Print the entries word for word, from their first line through the line containing "pixel 467 198", with both of those lines included.

### DATA LINES
++++++++++
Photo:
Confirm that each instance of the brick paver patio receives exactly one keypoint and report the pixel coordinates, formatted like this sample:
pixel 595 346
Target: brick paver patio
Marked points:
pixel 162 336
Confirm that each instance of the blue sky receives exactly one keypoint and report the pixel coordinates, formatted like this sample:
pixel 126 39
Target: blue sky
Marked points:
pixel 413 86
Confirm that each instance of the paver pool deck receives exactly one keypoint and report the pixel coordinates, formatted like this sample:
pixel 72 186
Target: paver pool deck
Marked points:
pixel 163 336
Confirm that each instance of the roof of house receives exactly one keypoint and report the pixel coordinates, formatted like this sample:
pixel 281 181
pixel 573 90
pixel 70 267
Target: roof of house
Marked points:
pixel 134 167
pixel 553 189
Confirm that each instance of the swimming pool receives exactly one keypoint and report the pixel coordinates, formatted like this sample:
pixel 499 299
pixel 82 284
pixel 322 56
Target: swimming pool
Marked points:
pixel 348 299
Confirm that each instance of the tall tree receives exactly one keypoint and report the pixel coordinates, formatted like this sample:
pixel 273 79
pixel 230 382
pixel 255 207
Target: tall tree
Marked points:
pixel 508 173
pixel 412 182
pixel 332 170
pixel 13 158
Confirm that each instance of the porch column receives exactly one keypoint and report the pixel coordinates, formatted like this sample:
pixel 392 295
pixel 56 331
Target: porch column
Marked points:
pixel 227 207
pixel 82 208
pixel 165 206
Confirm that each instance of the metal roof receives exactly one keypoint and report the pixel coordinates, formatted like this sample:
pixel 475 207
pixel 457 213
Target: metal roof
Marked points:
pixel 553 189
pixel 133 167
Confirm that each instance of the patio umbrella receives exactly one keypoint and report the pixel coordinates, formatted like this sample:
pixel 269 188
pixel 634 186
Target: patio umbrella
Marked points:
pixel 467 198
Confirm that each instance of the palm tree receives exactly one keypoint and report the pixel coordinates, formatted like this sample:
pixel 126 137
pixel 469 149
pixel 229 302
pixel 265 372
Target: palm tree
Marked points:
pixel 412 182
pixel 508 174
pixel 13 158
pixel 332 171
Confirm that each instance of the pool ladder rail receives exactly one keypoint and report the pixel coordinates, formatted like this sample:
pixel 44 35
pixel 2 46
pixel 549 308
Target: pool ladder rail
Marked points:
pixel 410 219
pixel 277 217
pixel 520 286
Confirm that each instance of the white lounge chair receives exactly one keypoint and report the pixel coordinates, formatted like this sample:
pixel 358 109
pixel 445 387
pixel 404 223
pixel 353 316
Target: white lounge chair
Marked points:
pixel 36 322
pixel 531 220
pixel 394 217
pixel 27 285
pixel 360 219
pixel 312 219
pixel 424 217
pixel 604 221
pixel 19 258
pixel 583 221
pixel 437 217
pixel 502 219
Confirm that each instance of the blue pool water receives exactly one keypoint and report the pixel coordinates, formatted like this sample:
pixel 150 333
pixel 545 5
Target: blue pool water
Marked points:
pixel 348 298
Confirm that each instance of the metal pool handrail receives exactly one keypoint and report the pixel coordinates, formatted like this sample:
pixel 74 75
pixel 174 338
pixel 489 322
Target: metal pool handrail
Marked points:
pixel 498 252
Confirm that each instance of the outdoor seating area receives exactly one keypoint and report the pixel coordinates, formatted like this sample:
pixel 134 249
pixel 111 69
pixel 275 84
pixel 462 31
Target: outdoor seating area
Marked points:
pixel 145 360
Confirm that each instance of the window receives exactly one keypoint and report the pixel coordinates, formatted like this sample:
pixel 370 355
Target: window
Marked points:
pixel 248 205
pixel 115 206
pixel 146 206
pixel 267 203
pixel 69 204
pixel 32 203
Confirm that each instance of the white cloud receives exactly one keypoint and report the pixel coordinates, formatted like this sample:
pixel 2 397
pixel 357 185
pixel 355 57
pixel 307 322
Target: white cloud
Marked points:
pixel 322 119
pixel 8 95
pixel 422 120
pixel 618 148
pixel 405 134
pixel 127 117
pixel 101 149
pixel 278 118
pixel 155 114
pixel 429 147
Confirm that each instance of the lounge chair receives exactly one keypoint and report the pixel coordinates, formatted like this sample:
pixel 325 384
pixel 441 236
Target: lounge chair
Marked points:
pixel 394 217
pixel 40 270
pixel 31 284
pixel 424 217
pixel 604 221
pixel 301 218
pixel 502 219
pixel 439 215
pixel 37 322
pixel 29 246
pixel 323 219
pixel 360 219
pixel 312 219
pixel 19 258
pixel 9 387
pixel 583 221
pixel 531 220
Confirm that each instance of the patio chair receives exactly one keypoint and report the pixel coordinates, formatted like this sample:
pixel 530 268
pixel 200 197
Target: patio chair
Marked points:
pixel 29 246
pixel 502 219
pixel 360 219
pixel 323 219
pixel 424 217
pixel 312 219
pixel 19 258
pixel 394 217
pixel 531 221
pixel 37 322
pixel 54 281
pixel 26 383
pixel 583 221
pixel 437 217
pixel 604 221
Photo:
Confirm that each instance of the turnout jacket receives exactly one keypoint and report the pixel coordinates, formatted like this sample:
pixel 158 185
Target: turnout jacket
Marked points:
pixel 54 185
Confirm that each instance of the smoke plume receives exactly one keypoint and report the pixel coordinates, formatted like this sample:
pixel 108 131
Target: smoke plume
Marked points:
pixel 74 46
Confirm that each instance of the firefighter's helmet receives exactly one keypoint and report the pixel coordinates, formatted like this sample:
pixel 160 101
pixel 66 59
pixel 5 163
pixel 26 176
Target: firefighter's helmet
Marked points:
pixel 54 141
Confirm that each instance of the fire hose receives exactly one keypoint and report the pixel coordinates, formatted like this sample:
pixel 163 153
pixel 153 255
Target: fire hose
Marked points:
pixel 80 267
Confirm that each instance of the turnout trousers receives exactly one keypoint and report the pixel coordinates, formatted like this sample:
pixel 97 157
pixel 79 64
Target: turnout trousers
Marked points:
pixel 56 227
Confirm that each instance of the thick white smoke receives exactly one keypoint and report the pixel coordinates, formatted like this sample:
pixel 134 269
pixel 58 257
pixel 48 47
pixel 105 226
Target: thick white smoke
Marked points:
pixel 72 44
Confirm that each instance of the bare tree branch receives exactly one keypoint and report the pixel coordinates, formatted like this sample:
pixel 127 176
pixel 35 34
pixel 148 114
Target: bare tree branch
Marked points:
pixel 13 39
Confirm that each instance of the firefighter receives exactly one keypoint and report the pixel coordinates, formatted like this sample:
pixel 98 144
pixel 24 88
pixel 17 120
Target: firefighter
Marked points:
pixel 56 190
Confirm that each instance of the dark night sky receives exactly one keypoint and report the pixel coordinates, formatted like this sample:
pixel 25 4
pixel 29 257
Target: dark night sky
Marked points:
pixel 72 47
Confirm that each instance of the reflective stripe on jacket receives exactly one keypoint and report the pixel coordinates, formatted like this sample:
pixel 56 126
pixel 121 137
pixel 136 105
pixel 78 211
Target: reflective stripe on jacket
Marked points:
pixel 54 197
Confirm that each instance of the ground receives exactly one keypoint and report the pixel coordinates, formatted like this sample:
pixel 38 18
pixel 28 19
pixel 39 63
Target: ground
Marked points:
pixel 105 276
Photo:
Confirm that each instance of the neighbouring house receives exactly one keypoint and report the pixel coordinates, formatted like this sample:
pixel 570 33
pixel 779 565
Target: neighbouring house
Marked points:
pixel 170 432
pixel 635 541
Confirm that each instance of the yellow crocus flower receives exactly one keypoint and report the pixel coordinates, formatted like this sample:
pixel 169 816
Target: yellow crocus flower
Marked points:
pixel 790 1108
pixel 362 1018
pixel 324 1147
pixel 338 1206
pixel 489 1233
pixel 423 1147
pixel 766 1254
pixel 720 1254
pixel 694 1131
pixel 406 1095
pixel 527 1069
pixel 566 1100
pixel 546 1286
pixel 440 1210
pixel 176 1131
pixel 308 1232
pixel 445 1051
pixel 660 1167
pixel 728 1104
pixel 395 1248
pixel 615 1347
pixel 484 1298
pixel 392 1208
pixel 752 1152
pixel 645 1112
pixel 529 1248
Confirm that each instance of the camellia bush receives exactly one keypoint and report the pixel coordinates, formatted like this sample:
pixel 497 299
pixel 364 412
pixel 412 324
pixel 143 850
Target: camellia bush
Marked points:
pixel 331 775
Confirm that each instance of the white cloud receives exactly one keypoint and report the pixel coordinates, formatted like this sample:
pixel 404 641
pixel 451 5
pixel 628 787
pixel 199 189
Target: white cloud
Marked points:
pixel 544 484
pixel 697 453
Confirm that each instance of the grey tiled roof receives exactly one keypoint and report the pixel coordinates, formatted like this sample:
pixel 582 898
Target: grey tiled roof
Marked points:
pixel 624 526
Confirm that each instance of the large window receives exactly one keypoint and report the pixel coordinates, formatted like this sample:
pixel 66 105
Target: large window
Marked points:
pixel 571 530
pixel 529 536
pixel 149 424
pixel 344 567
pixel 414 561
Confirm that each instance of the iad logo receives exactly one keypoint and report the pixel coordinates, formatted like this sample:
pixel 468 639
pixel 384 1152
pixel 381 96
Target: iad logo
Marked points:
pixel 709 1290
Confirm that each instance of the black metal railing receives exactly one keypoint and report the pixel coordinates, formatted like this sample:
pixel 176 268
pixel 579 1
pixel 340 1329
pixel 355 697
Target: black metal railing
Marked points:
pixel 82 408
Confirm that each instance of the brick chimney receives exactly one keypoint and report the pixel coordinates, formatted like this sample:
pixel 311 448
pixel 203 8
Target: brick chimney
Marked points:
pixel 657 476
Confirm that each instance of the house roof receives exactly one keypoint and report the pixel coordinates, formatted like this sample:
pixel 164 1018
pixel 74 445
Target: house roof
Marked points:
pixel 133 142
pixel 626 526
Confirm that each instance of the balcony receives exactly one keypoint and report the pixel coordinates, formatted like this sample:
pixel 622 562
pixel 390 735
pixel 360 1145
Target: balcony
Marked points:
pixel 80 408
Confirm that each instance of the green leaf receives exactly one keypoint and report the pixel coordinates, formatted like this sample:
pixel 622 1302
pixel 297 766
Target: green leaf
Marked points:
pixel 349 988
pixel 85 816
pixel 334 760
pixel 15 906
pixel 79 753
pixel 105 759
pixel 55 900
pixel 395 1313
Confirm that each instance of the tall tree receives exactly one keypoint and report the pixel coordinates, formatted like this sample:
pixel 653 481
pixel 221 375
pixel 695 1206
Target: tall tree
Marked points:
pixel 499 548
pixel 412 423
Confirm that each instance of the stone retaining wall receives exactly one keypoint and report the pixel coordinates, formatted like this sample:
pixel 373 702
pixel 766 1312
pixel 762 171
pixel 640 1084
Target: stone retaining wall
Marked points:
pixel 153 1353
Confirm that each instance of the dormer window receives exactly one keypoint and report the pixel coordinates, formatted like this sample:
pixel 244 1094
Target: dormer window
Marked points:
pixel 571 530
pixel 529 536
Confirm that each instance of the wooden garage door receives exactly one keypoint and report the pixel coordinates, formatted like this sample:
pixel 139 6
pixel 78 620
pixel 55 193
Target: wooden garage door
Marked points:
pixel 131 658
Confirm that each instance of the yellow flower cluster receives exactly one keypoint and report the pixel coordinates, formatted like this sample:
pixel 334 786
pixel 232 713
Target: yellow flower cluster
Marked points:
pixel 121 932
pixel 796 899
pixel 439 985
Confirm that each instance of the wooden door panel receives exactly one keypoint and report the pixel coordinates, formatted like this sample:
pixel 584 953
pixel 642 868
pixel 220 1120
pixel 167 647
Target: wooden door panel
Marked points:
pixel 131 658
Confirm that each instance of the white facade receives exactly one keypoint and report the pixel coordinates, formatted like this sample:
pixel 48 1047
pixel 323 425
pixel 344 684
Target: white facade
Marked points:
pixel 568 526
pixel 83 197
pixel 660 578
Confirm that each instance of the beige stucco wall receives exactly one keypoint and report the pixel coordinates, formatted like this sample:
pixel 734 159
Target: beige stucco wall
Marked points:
++++++++++
### OUTPUT OF THE TASK
Photo:
Confirm that each instance of the brick paver patio receives exactly one keypoint and report the pixel coordinates, formatted like this sample:
pixel 595 346
Target: brick paver patio
Marked points:
pixel 162 336
Confirm that each instance of the blue sky receives exactly one keypoint and report the pixel coordinates, formatted like this sample:
pixel 126 39
Target: blue sky
Marked points:
pixel 413 86
Confirm that each instance of the paver pool deck receives exactly one keypoint and report the pixel coordinates, formatted like this sample:
pixel 72 186
Target: paver pool deck
Marked points:
pixel 163 336
Confirm that each instance of the roof of house receives exactly one keypoint and report the pixel coordinates, formatted like this sample:
pixel 281 181
pixel 573 90
pixel 70 267
Target: roof of house
Marked points:
pixel 134 167
pixel 553 189
Confirm that each instance of the swimming pool receives exactly one keypoint and report the pixel coordinates, formatted like this sample:
pixel 499 299
pixel 82 284
pixel 322 56
Target: swimming pool
Marked points:
pixel 348 299
Confirm that each instance of the tall tree receives exactly one keypoint and report the pixel coordinates, formatted like this sample:
pixel 273 79
pixel 230 382
pixel 255 207
Target: tall tree
Marked points:
pixel 508 173
pixel 412 182
pixel 332 170
pixel 13 158
Confirm that each instance of the porch column receives exactly one keypoint and report the pixel coordinates, formatted like this sample:
pixel 392 295
pixel 56 331
Target: porch column
Marked points:
pixel 227 207
pixel 82 208
pixel 165 206
Confirm that each instance of the metal roof receives exactly one keypoint and report the pixel coordinates, formatted like this sample:
pixel 475 207
pixel 457 213
Target: metal roof
Marked points:
pixel 553 189
pixel 133 167
Confirm that each instance of the patio umbrella receives exactly one keypoint and report the pixel coordinates, formatted like this sample:
pixel 269 188
pixel 634 186
Target: patio umbrella
Marked points:
pixel 467 198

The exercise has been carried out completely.